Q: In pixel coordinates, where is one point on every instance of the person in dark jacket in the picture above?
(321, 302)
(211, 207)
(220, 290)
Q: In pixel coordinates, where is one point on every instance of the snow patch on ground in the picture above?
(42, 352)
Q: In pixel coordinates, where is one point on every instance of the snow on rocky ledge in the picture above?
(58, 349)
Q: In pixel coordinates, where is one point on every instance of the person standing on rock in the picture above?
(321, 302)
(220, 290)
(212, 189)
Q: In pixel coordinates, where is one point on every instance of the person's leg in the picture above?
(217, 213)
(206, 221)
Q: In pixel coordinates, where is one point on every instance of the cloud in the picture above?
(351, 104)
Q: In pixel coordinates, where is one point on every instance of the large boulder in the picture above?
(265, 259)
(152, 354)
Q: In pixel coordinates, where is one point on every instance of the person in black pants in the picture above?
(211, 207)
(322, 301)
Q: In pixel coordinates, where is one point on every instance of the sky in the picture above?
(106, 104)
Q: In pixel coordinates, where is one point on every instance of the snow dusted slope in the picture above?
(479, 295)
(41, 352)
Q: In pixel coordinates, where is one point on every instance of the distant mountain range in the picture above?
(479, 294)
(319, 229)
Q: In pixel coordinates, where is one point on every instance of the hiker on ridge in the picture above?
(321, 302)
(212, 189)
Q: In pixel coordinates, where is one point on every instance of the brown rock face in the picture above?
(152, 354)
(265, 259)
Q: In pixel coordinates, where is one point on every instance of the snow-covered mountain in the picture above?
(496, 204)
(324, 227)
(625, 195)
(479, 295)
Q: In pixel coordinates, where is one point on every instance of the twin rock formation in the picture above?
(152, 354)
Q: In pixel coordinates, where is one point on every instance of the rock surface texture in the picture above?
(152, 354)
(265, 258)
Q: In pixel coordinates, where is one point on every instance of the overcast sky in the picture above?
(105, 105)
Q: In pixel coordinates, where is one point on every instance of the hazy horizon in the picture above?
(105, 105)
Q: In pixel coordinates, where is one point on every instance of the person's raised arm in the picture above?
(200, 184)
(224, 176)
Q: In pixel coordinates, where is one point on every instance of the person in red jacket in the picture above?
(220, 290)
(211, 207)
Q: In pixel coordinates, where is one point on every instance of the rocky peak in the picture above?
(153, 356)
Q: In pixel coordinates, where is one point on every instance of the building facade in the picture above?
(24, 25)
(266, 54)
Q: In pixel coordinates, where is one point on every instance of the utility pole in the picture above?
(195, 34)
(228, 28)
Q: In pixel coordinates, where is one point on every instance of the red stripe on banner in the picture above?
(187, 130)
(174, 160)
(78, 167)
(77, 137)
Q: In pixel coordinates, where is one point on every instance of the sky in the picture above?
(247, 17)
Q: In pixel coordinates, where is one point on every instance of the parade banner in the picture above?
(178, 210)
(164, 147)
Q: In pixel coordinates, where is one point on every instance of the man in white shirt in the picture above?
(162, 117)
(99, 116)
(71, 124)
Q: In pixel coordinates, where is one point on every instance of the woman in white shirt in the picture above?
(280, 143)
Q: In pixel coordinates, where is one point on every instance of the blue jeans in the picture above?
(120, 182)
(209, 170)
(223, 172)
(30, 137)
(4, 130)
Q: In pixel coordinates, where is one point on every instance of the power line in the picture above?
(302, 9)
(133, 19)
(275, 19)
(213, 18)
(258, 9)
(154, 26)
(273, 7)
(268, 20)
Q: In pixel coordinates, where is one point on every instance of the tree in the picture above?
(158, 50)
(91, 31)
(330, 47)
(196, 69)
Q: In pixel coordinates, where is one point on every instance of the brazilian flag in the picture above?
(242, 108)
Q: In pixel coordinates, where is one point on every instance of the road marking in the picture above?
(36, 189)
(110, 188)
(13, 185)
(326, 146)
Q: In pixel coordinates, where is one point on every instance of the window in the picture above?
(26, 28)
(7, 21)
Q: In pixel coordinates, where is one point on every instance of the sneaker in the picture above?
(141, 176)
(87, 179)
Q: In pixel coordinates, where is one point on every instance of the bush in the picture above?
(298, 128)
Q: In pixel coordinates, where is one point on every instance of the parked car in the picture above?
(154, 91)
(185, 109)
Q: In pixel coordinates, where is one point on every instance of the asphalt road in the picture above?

########

Reproduce all of the data above word for word, with no changes.

FULL OUTPUT
Q: In pixel coordinates, where is one point on every instance of the person in dark jacket in the picture above?
(321, 302)
(211, 207)
(220, 290)
Q: In pixel coordinates, where is one point on every instance of the snow patch on ground in the picture above?
(42, 352)
Q: In pixel coordinates, where is one point on every instance of the snow on rocky ledge in the picture above?
(58, 349)
Q: In pixel coordinates, where is one point on every instance of the person standing on rock in the picture above?
(321, 302)
(220, 290)
(212, 189)
Q: In pixel coordinates, where is one point on every instance of the person's leg in the picture above?
(217, 213)
(206, 221)
Q: In pixel coordinates, where is one point on every instance of the cloud in the picture above?
(351, 104)
Q: In pixel coordinates, where is one point on every instance of the large boulder in the picture above?
(265, 259)
(152, 354)
Q: In pixel coordinates, where is one point on every instance of the person in black pants in the picture above?
(211, 207)
(322, 301)
Q: In pixel coordinates, where is one point on every instance of the sky in the picture above?
(106, 104)
Q: In pixel coordinates, where is one point on every instance of the snow dusted slope in the picture above?
(479, 295)
(41, 352)
Q: In pixel coordinates, where is one point on every instance of the distant mountain range in the picture above?
(479, 294)
(319, 229)
Q: In pixel coordinates, where is one point on every instance of the hiker on ridge in the picture above?
(321, 302)
(212, 189)
Q: In pixel coordinates, where is one point on every instance of the brown rock face in the picture above?
(152, 354)
(265, 259)
Q: In pixel coordinates, where is one point on every instance of the snow-covered mountain in the picture above?
(496, 204)
(324, 227)
(625, 195)
(479, 295)
Q: In pixel coordinates, where is one point on every instance of the twin rock formation in the picture above?
(152, 354)
Q: In pixel coordinates, where is one point on every instance of the rock surface texture in the picture above?
(152, 354)
(265, 258)
Q: In pixel coordinates, where is one point on every instance of the overcast sky in the picture above?
(105, 105)
Q: In pixel coordinates, where is one point on every instance of the hazy horizon in the picture above?
(105, 105)
Q: In pixel coordinates, where is one point on every instance of the person's raised arm in the picture above?
(200, 184)
(224, 176)
Q: In pixel coordinates, where is one point on every instance of the person in red jacket in the picture above?
(220, 290)
(211, 207)
Q: In pixel coordinates, where is one point on every instance of the rocky peak in the picture above?
(153, 356)
Q: In pixel coordinates, where is one point on every instance of the building facade in the picture above?
(24, 25)
(266, 54)
Q: In pixel coordinates, where is one point on every instance of the utility pole in the picture above?
(195, 34)
(228, 28)
Q: In pixel coordinates, where is one point on every instance of the red stripe on banner in the picture above?
(187, 130)
(174, 160)
(78, 167)
(77, 137)
Q: In pixel coordinates, where is one point on every instance of the sky in the picture above?
(247, 17)
Q: In pixel coordinates, where is one point on every instance of the parade banner in the picture above?
(178, 210)
(164, 147)
Q: In pixel coordinates, where is one point on every instance of the man in white shirt in the picture above?
(162, 117)
(99, 116)
(71, 124)
Q: In pixel coordinates, where is one point on every instance of the woman in white shirt in the picture above?
(280, 143)
Q: In pixel coordinates, where is one point on every instance of the blue jeans in the picture above?
(120, 182)
(209, 170)
(223, 172)
(30, 137)
(4, 130)
Q: In pixel coordinates, where is one point on every instance of the power line in the picture above?
(302, 9)
(133, 19)
(275, 19)
(213, 18)
(258, 9)
(154, 26)
(273, 7)
(268, 20)
Q: In pixel coordinates, where is one point on every instance of the tree in the picture above?
(158, 50)
(91, 31)
(330, 47)
(196, 69)
Q: In pixel coordinates, where is one point on every instance of the brazilian flag in the picture above?
(242, 108)
Q: In pixel coordinates, where is one point on every instance of the road marking in the picture above?
(36, 189)
(110, 188)
(13, 185)
(326, 146)
Q: In pixel coordinates, where is one point on every instance of the window in the picture above?
(26, 28)
(7, 21)
Q: In pixel coordinates, where is one point on every instance of the sneaker in the picture above?
(141, 176)
(87, 179)
Q: In pixel coordinates, where is one point on every instance of the bush in the picture above?
(298, 128)
Q: In pixel coordinates, where is one point on every instance of the parked car in the picture above?
(154, 91)
(185, 109)
Q: In pixel coordinates, where is one point on every instance of the asphalt road in the picture above?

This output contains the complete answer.